__Record set__

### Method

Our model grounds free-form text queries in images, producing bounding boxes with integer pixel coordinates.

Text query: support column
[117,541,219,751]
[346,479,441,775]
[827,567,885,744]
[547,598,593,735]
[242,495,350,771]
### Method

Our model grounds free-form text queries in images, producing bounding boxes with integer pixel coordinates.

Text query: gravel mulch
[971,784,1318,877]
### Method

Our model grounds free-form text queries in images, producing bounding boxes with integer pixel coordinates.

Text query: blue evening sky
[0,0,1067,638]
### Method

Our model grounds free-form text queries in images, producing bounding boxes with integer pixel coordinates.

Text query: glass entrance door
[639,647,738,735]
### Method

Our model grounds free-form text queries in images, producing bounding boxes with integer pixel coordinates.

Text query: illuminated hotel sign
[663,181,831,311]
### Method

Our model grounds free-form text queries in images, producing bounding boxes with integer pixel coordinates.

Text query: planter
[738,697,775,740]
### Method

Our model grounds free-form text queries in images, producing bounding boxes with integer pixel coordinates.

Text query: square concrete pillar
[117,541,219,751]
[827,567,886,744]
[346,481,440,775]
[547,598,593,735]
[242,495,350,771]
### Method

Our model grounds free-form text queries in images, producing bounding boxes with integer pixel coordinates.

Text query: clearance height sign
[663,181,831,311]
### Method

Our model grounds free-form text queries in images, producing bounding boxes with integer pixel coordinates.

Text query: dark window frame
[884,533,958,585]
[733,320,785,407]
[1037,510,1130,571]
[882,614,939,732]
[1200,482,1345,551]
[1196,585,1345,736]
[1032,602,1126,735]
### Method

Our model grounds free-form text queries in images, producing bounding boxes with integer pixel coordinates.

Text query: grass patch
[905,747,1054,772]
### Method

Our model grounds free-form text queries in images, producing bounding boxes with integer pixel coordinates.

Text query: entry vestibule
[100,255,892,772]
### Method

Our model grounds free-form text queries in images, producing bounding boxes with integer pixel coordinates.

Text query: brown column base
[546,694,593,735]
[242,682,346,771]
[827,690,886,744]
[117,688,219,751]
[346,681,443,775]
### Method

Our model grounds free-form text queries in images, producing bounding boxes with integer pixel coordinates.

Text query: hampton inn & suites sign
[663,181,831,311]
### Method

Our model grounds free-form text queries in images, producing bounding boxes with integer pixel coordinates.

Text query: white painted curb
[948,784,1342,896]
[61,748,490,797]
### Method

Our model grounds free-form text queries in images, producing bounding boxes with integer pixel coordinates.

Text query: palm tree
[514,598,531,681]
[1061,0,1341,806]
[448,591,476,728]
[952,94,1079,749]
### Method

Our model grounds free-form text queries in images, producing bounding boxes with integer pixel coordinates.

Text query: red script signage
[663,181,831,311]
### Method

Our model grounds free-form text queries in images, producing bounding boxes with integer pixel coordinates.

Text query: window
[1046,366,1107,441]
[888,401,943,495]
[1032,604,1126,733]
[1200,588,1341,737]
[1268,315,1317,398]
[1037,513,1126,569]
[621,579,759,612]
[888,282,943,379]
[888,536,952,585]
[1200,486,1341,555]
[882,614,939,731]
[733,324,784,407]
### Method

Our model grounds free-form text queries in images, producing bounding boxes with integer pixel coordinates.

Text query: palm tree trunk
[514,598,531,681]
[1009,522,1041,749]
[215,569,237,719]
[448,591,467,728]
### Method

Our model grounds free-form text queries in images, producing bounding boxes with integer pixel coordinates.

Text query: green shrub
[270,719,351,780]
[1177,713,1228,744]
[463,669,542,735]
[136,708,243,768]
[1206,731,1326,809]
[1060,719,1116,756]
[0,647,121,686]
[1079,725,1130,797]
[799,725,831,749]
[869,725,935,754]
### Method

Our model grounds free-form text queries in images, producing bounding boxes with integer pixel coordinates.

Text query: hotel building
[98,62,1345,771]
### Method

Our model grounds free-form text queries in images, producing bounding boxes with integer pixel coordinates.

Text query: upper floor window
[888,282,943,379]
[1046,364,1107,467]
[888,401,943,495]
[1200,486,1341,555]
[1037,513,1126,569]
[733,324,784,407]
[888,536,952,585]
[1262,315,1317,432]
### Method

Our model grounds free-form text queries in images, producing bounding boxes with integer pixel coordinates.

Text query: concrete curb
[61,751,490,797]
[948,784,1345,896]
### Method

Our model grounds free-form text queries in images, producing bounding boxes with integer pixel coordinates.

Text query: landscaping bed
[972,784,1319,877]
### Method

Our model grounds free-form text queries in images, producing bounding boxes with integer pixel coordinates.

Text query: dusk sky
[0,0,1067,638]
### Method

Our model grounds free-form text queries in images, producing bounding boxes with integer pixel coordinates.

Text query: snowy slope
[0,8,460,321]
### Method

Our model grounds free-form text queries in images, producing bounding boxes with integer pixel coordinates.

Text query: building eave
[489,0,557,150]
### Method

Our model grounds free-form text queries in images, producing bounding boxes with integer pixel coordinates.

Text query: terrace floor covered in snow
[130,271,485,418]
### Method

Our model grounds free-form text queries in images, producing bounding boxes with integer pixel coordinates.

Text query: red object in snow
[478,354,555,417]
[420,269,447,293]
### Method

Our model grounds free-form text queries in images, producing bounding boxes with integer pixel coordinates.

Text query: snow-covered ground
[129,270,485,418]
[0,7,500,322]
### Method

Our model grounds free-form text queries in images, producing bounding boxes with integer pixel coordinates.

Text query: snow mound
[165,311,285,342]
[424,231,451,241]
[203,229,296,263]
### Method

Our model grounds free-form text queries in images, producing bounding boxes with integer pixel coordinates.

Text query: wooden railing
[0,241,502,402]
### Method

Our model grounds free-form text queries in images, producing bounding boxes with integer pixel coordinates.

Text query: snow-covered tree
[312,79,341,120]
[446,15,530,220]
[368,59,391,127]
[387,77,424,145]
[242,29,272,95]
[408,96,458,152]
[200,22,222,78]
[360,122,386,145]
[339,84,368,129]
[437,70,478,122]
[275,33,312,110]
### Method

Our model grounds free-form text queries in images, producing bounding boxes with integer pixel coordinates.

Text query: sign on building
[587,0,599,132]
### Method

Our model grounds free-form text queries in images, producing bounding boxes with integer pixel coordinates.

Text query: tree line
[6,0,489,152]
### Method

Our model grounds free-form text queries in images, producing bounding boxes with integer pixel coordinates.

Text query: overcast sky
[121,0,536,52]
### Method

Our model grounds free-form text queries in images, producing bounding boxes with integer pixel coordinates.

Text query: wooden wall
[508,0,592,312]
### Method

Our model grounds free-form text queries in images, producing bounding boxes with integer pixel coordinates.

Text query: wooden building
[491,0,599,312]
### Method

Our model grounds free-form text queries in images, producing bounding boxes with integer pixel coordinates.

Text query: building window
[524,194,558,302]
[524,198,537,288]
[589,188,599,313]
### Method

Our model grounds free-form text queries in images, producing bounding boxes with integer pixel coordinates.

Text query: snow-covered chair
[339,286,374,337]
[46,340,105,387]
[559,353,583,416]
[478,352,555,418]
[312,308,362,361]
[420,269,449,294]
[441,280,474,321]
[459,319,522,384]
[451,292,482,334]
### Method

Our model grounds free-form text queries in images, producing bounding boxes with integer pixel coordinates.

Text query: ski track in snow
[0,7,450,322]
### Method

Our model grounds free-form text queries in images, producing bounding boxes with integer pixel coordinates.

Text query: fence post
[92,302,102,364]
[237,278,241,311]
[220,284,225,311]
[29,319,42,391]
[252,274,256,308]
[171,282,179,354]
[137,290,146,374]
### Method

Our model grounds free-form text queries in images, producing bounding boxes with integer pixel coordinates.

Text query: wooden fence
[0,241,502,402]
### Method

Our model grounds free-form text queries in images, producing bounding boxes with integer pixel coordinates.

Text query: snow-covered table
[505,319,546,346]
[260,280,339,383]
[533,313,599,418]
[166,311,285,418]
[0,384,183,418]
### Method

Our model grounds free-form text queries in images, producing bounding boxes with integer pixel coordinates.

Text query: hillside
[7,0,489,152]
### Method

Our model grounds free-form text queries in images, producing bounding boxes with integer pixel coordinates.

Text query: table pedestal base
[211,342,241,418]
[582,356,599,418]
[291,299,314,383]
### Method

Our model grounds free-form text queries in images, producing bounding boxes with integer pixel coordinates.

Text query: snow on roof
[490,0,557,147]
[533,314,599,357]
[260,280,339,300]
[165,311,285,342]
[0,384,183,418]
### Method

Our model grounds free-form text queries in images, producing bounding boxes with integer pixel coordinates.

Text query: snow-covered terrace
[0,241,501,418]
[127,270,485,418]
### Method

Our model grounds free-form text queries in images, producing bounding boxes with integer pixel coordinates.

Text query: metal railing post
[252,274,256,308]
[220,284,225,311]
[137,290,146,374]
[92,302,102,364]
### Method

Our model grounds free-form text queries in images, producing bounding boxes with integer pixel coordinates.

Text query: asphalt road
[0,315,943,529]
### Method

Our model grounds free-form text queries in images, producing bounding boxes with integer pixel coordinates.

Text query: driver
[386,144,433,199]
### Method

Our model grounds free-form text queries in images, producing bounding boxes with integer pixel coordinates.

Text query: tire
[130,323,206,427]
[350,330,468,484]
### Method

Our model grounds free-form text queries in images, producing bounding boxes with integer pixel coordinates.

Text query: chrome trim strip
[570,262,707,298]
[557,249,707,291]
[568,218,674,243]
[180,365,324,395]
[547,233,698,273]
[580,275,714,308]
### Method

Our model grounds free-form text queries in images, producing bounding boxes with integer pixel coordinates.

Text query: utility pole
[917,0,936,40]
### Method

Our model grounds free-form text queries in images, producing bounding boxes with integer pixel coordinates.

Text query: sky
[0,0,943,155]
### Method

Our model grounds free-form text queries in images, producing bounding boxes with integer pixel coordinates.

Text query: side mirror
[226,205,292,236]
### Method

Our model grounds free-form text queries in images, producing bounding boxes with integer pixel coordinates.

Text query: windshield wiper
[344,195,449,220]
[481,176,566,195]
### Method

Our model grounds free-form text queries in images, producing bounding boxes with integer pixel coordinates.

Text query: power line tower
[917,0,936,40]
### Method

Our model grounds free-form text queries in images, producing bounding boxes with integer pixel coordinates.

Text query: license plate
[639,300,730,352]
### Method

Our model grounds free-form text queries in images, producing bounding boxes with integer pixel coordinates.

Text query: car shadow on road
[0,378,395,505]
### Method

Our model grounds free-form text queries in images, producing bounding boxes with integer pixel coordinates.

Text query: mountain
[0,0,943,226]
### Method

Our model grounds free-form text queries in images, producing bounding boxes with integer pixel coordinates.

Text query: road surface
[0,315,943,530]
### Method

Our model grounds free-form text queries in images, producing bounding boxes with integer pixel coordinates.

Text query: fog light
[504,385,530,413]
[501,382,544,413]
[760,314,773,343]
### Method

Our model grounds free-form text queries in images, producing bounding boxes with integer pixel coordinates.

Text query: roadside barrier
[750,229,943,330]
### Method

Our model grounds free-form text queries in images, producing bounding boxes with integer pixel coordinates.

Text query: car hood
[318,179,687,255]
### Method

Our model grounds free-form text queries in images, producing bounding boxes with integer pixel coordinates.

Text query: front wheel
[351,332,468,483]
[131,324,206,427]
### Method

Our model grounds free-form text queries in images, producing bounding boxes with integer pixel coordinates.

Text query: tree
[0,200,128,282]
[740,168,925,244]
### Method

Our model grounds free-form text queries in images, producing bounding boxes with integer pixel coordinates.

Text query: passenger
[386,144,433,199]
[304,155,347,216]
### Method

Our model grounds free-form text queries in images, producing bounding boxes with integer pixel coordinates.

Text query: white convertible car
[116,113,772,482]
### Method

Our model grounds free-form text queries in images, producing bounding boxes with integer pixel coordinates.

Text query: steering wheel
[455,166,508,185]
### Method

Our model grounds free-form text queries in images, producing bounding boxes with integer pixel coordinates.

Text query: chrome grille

__Challenge__
Which lines in the data above contain the string "tree"? Gather each of them, copied in full, and treat uppercase and lowercase letters as different.

__Expected answer__
Text query: palm tree
Text query: palm tree trunk
Text query: snow-covered tree
Text query: tree line
Text query: tree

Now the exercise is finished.